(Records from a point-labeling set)
•••••
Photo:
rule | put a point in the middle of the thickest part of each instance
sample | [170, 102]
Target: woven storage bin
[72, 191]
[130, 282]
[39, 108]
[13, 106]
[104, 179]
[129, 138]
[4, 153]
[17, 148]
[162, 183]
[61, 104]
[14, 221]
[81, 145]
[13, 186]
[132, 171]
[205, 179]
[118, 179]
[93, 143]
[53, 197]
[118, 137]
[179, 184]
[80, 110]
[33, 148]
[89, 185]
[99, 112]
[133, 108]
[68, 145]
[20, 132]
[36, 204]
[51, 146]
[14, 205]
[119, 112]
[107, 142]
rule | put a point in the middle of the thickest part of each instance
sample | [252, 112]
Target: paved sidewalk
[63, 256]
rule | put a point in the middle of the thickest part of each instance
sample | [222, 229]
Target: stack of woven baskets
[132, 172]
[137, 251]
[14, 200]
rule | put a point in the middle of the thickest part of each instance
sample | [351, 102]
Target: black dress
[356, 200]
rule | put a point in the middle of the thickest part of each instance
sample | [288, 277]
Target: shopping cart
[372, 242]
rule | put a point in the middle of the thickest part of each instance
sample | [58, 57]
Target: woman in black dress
•••••
Reproduce every one of the items above word for word.

Photo:
rule | put a point in the middle of the thickest part of each instance
sample | [170, 102]
Target: woven storage bin
[72, 191]
[130, 282]
[39, 108]
[13, 106]
[104, 179]
[129, 138]
[4, 153]
[17, 148]
[162, 183]
[61, 104]
[14, 221]
[81, 145]
[13, 186]
[132, 171]
[205, 179]
[118, 179]
[93, 143]
[53, 197]
[118, 137]
[179, 184]
[80, 110]
[33, 148]
[89, 185]
[99, 112]
[133, 108]
[68, 145]
[20, 132]
[36, 204]
[51, 146]
[14, 205]
[119, 112]
[107, 142]
rule | put a point in the middle of the thickest part of each instance
sample | [252, 112]
Target: paved sidewalk
[63, 256]
rule | put a point in the middle of the thickest part of each instance
sample | [222, 229]
Target: stack of woven baskets
[132, 172]
[137, 251]
[14, 200]
rule | put a point in the middle of the thickest part of each instance
sample | [351, 102]
Target: black dress
[356, 200]
rule | put a point in the middle of the thickest part of each instance
sample | [288, 277]
Target: shopping cart
[372, 242]
rule | put a point in the middle of the thickest part of each instance
sample | [58, 57]
Target: woman in black dress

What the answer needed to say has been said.